Work to be completed —
Retype the data exactly, so that every line matches the original.

Extracted information —
=-=-=-=-=
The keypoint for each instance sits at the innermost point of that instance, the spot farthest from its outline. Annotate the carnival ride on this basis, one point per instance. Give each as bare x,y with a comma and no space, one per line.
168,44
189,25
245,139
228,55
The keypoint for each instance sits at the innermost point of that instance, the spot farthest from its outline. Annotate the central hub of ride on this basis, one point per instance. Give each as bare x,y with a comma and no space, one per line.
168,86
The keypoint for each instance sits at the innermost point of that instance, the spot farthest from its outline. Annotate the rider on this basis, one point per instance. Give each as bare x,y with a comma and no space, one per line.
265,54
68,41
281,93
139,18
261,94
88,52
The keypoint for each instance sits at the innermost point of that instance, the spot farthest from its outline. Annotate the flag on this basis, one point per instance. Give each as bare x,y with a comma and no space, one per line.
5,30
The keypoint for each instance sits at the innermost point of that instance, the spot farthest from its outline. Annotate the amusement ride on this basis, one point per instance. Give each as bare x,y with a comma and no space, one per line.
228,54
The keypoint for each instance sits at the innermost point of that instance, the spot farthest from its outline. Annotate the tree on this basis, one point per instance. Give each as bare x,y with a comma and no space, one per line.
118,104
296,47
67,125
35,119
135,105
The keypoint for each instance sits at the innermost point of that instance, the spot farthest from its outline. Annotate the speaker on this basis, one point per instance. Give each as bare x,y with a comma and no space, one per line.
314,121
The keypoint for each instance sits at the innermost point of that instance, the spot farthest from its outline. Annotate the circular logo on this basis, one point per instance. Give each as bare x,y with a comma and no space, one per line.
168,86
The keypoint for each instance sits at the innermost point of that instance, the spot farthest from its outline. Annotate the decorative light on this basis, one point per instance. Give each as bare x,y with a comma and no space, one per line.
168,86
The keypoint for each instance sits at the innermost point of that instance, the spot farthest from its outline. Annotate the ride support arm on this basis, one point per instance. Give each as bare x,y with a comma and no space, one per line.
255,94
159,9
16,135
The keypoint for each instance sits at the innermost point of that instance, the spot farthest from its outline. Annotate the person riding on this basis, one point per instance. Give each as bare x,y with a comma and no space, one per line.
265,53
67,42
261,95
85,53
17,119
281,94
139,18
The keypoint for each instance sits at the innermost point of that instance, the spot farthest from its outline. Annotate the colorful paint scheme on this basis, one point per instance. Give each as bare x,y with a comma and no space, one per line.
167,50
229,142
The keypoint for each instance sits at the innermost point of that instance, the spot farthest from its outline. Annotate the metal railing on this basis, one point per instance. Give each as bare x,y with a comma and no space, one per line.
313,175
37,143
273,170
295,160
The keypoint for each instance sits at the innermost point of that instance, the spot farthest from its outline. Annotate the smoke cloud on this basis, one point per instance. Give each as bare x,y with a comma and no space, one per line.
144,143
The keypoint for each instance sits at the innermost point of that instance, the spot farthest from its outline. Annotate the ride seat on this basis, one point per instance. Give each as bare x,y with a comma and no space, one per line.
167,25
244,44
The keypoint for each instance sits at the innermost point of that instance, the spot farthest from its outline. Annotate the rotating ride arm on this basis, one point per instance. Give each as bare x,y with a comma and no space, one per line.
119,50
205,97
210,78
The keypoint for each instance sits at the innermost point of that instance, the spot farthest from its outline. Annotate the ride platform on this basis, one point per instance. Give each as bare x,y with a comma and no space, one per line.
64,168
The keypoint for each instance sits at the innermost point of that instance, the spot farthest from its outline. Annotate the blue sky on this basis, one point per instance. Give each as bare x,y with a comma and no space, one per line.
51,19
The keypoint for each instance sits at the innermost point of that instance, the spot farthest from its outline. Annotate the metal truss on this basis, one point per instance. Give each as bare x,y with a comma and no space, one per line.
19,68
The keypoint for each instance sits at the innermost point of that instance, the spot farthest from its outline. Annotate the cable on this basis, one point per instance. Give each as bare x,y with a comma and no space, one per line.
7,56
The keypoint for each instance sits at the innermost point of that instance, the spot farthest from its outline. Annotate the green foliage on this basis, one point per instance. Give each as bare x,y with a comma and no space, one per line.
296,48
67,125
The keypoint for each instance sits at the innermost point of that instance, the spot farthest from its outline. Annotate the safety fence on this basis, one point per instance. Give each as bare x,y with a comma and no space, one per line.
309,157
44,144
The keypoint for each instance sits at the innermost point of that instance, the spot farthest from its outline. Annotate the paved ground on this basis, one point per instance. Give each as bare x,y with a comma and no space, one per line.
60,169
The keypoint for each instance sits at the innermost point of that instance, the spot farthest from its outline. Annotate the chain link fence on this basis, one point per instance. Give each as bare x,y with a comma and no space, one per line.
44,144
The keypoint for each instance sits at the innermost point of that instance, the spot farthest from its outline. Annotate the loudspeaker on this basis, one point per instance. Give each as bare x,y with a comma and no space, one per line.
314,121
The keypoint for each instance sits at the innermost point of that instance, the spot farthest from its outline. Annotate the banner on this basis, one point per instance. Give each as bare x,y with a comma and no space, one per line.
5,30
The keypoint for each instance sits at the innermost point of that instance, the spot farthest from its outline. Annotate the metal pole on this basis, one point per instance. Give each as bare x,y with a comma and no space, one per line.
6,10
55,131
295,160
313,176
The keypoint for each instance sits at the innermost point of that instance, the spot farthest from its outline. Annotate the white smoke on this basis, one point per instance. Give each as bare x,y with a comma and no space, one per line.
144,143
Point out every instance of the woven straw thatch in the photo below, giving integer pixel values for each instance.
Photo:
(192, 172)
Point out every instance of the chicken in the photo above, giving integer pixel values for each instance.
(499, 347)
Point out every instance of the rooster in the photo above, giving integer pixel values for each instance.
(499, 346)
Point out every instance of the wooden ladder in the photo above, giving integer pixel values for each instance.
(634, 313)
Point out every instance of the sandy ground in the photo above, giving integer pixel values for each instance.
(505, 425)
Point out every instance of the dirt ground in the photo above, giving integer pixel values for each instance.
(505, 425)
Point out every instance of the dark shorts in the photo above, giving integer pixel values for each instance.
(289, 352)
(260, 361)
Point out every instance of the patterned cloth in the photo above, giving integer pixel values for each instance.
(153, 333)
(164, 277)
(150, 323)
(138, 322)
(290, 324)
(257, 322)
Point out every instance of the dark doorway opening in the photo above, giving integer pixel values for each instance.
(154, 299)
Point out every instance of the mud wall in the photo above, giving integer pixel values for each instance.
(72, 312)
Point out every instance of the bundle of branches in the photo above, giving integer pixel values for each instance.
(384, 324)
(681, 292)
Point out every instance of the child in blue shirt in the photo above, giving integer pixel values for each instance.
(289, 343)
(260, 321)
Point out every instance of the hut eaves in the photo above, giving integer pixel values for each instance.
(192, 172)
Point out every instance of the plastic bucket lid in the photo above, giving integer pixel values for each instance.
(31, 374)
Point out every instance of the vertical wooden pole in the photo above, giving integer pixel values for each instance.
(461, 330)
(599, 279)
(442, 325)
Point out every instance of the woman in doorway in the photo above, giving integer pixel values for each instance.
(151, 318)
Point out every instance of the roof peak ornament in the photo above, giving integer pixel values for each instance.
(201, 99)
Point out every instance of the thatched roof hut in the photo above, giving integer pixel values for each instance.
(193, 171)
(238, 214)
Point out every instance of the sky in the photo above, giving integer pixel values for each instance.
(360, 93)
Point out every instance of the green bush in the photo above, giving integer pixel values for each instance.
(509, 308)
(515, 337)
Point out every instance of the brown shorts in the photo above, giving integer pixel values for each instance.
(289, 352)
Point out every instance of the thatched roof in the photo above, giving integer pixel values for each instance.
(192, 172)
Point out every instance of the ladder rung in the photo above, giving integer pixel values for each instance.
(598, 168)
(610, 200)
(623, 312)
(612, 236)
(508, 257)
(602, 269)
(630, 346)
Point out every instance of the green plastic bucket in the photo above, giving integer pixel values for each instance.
=-=-=-=-=
Task solution —
The keypoint for each instance sits at the innermost point of that instance, the spot farthest from its outline. Annotate the carnival ride on this basis, one point per instance. Give each as bare x,y with a comma and no space, one per line.
168,44
189,25
245,139
228,55
The keypoint for each instance sits at the innermost point of that instance, the spot farthest from its outline. Annotate the central hub of ride on this basis, one point per instance. Give each as bare x,y with a comma and no space, one per line.
168,86
The keypoint for each instance sits at the innermost point of that instance, the spot farthest from its outline. Annotate the rider on this basis, one point per instance. Give each as bare x,y with a comma and no space, one per line.
265,54
68,41
281,93
139,18
261,94
88,52
The keypoint for each instance sits at the innermost point of that instance, the spot farthest from its outline. Annotate the flag on this basis, one point per instance. Give each as bare x,y with a comma and no space, one per line.
5,30
The keypoint for each instance sits at the innermost point of that instance, the spot farthest from its outline. Annotate the amusement ride on this basis, one point per instance. Give each as bare x,y with a comma and no space, one per line.
228,54
The keypoint for each instance sits at the innermost point of that instance, the spot farthest from its outline. Annotate the tree on this basis, one point per instance. Give each as bare x,y with a comma and no space, one per line.
118,104
296,47
67,125
35,119
135,105
The keypoint for each instance sits at the innermost point of that instance, the spot farthest from its outline. Annotate the speaker on this basis, one point per instance. Give each as bare x,y with a comma and no space, one per line.
314,121
The keypoint for each instance sits at the innermost point of that instance, the spot farthest from its outline. Annotate the circular logo on this basis, one point per instance. Give each as bare x,y with a comma and no space, one per line.
168,86
The keypoint for each instance sits at the innermost point of that instance, the spot farthest from its outline. Annotate the decorative light on this basis, one point per instance. Give each as bare x,y with a comma and no space, one per line.
168,86
The keypoint for each instance sits at the innermost point of that instance, the spot farthest from its outline. Annotate the ride support arm on this basis, one point per instance. Give each as bare x,y with a comma and no space, one per line.
255,94
159,9
16,135
The keypoint for each instance sits at the innermost point of that instance, the spot farthest from its outline. Annotate the person riding on this basis, one point per instance. Give each as bare x,y with a comma and no space, one per line.
265,53
67,42
261,95
85,53
17,119
281,94
139,18
The keypoint for each instance sits at the innermost point of that instance, the spot farthest from its outline. Annotate the colorful paint scheme on this basis, one point per instance. Give each as bare x,y with a comma and no space, one per line.
167,50
229,142
The keypoint for each instance sits at the innermost point of that instance, the spot farthest from its outline. Annotate the metal railing on this basis, one point per instance. Give each as bare x,y with a comma and no space, one per line.
313,175
37,143
273,170
295,160
The keypoint for each instance sits at the innermost point of that instance, the spot farthest from its outline. Annotate the smoke cloud on this basis, one point per instance. Give each as bare x,y with a comma and no space, one per line.
144,143
The keypoint for each instance sits at the innermost point of that instance, the spot farthest from its outline. Annotate the ride seat on this basis, one point per instance. Give each as bare x,y with a comma and no space, one per line.
167,25
244,44
The keypoint for each instance sits at the innermost point of that instance, the spot farthest from its outline. Annotate the rotating ride arm on this basis, one point per instance. Give each as bare x,y with a comma and no space, one per line.
119,50
205,97
210,78
The keypoint for each instance sits at the innermost point of that instance, the spot farthest from its outline. Annotate the ride platform on this basis, one point per instance. Give each as bare x,y with a comma and no space, one per line.
64,168
The keypoint for each instance sits at the innermost point of that instance, the spot farthest from its outline. Annotate the blue sky on this basis, one point per instance. Give each as bare x,y with a comma and no space, one per line.
51,19
The keypoint for each instance sits at the innermost point of that instance, the spot farthest from its outline. Annotate the metal truss on this basis, one point per instance. Give each as bare x,y with a comma and no space, one per line.
19,68
The keypoint for each instance sits at the innermost point of that instance, the spot farthest from its outline. Annotate the cable on this basis, one point per instance. Give each as bare x,y with a comma and no space, one per line.
7,56
The keypoint for each instance sits at the innermost point of that instance, the spot farthest from its outline. Annotate the green foliage on this basis, one point per instance. Give each as bare x,y with a comma and no space, one per line.
296,48
67,125
The keypoint for each instance sits at the innermost point of that instance, the spot farthest from its outline. Annotate the safety fence on this basis, one point per instance. Give each as bare x,y with a comma and no space, one per line.
309,157
44,144
The keypoint for each instance sits at the innermost point of that instance, the spot farthest from its outline. Annotate the paved ground on this basis, one point per instance. Give each as bare x,y with a comma and no space, one per line.
60,169
The keypoint for each instance sits at the innermost point of that instance, the spot farthest from its outline. Annotate the chain link fence on this basis, one point per instance. Give each as bare x,y with a comma and no space, one per line.
44,144
The keypoint for each instance sits at the innermost point of that instance, the spot farthest from its outline. Annotate the loudspeaker on this basis, one point per instance. Give each as bare x,y with a comma and no space, one per line.
314,121
The keypoint for each instance sits at the innermost point of that instance, the spot farthest from its outline. Annotate the banner on this basis, one point per instance. Give each as bare x,y with a comma and no space, one per line.
5,30
The keypoint for each instance sits at the innermost point of that instance, the spot farthest from its outline. Annotate the metal pole on this basis, one point per instance. Give each as bare x,y with a comma and no space, one per line.
6,10
55,131
295,160
313,176
The keypoint for each instance sits at the innermost point of that instance, the spot farthest from its outline. Annotate the white smoke on this basis, one point per instance. Give each as bare x,y with a comma and no space, one per line.
144,143
Point out every instance of the woven straw thatch in the photo below, giving integer pixel values for each instance.
Photo:
(192, 172)
Point out every instance of the chicken in the photo above, giving integer pixel values for each instance.
(499, 347)
Point out every instance of the rooster in the photo above, giving integer pixel values for each instance.
(499, 346)
Point out every instance of the wooden ladder in the photo above, giving integer pixel values for each instance.
(634, 313)
Point out every instance of the sandy ground in the photo above, giving integer pixel values for each instance.
(505, 425)
Point out every instance of the dirt ground in the photo above, giving integer pixel values for each instance.
(505, 425)
Point out every instance of the dark shorts in the photo above, giving integer pixel values for each instance.
(289, 352)
(260, 361)
Point out every instance of the patterned cloth in the photo above, giving integer pixel values for each instance.
(153, 333)
(164, 277)
(150, 323)
(138, 322)
(290, 324)
(257, 322)
Point out every instance of the dark doorway opening in the photo above, giving integer pixel values for each instance.
(154, 299)
Point out every instance of the mud wall in the photo above, giving integer pixel values for each instance.
(72, 312)
Point out every instance of the bundle of branches in the photo above, giving integer pixel values for each instance.
(384, 324)
(681, 292)
Point out every instance of the child in blue shirt in the photo above, giving integer pixel values for each instance.
(289, 343)
(260, 321)
Point out every instance of the hut eaves in the photo above, giving integer pixel values for each instance.
(192, 172)
Point out every instance of the plastic bucket lid in the photo above, giving integer pixel values for each instance.
(31, 374)
Point out every instance of the vertical wooden pole in the photo above, giving integer pixel values for each instance.
(461, 330)
(599, 279)
(442, 325)
Point out every instance of the woman in doorway in the photo above, giving integer pixel values for each instance.
(151, 318)
Point out every instance of the roof peak ornament in the photo above, giving integer pixel values for each instance.
(201, 99)
Point out every instance of the thatched roof hut in the photo above, giving integer pixel values for each instance.
(193, 171)
(238, 214)
Point out every instance of the sky in the photo above, giving integer pixel values for each instance.
(360, 93)
Point out every instance of the green bush in the photo above, giving integer pixel values for each instance.
(509, 308)
(515, 337)
Point out every instance of the brown shorts in the photo above, giving integer pixel values for each instance.
(289, 352)
Point out every instance of the thatched roof in the photo above, giving integer pixel values for each instance.
(192, 172)
Point out every instance of the ladder rung in the photo above, giving integer pixel values for each instance.
(598, 168)
(610, 200)
(623, 312)
(612, 236)
(508, 257)
(602, 269)
(630, 346)
Point out every instance of the green plastic bucket in the photo above, giving integer pixel values for each instance.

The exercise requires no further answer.